## Problem to solve:
Reproduce word for word every line of the items below, from the line containing "of the ceramic" through the last line of the items, with both included.
* * *
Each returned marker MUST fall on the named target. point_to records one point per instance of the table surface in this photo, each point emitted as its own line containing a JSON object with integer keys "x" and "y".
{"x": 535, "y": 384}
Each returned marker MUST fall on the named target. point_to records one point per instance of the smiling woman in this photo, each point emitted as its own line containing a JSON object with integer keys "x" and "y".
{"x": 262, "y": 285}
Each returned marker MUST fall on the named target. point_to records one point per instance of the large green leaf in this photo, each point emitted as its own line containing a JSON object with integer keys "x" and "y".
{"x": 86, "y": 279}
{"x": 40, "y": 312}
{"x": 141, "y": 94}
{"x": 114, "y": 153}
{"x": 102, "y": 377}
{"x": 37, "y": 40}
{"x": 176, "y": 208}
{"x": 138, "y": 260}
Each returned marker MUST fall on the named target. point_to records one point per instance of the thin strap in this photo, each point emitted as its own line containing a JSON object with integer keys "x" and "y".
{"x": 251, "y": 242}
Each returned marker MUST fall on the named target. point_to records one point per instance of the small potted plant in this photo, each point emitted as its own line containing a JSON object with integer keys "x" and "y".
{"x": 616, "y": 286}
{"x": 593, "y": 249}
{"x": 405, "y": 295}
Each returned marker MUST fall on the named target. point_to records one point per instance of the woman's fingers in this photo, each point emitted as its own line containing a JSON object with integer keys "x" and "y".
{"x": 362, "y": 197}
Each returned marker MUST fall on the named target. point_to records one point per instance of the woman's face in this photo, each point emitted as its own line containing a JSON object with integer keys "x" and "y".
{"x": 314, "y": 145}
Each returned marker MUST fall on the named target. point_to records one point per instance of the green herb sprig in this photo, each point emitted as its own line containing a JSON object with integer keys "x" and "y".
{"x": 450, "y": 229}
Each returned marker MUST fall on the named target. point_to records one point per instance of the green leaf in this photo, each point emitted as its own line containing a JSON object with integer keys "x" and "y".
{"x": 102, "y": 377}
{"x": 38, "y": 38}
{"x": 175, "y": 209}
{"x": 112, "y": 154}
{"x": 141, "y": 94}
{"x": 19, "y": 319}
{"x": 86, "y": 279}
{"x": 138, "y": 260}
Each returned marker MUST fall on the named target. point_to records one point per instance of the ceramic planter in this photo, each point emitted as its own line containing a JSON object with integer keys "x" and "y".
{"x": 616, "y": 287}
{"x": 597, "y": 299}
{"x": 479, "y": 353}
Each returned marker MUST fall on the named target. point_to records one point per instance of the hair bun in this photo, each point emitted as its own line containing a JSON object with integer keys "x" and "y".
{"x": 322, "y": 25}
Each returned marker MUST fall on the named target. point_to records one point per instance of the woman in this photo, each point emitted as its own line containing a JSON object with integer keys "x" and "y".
* * *
## Correct answer:
Each returned marker MUST fall on the named target. point_to records one point per instance of the ceramic planter in this photo, each point emitted as its own line containing a JSON object with integer keys "x" and "y".
{"x": 616, "y": 287}
{"x": 597, "y": 299}
{"x": 479, "y": 353}
Each returned marker MUST fall on the named target. point_to records one point per instance of the hair bun in this photo, each point emitted as its own line containing a JSON object with integer keys "x" and "y".
{"x": 322, "y": 25}
Each returned marker MUST fall on the named target. point_to records one point per instance of the woman in this photo, each point emitted as its own line containing a JSON object with integer keys "x" and "y".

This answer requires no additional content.